## Work request A
Under the funding proposal, how soon after receiving a loan application must participating lenders make every effort to process and disburse it?
## Work request B
From the funding proposal, extract word for word everything from "6. No entity" down to "at a minimum.".
## Work request C
List every distinct employee-count threshold that the funding proposal uses to sort businesses.

## Document text
= Beginning of Section =
In addition to increasing funding to $1 tn, we propose the following rules:

1. 50% of the total dollars funded through the program must go to businesses with 50 employees or less (with the employee count taken as of February 15th, 2020)
2. The next 25% of the total dollars funded through the program must go to businesses with less than 150 employees (with the employee count taken as of February 15th, 2020)
3. The next 25% of the total dollars funded through the program must go to businesses with less than 250 employees (with the employee count taken as of February 15th, 2020)
4. Businesses with less than 50 employees will have their applications processed first, with applications for funding larger businesses only being approved once the full 50% has been allocated to those businesses with less than 50 employees.
5. Any remaining funding that exists after these disbursements will be allocated to those businesses with less than 50 employees.
6. No entity with any ownership association to any business with more than 250 employees may be given funding.
7. Every lender which takes part in the Paycheck Protection Program must make every effort to process and disburse all loan applications within 14 days of application receipt. Those lenders which are found to be routinely in failure of this standard shall have their processing fees reduced by 50% at a minimum.

This plan will ensure that the small business owners who need this money most—the smallest of small business owners—will get the funding they deserve. These small businesses are the heart and soul of every village, town, and city in this nation. What will our country become if we fail them?
= End of Section =
## Raw data
= Beginning of Section =
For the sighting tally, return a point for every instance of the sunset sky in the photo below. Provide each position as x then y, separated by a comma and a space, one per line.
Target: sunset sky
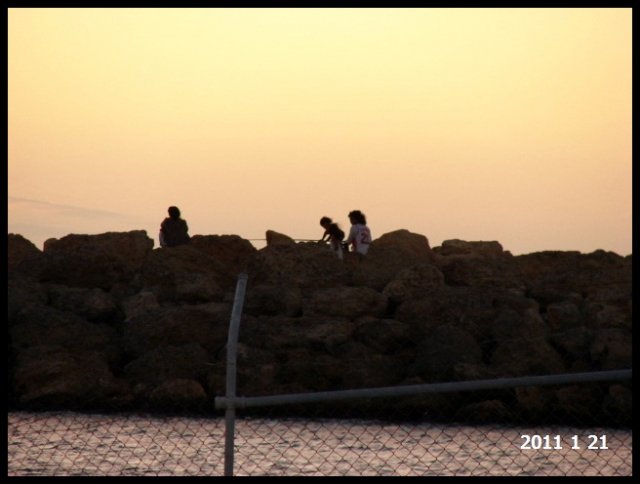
476, 124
= End of Section =
## Response area A
Within 14 days of application receipt.

## Response area B
6. No entity with any ownership association to any business with more than 250 employees may be given funding.
7. Every lender which takes part in the Paycheck Protection Program must make every effort to process and disburse all loan applications within 14 days of application receipt. Those lenders which are found to be routinely in failure of this standard shall have their processing fees reduced by 50% at a minimum.

## Response area C
50 employees, 150 employees, 250 employees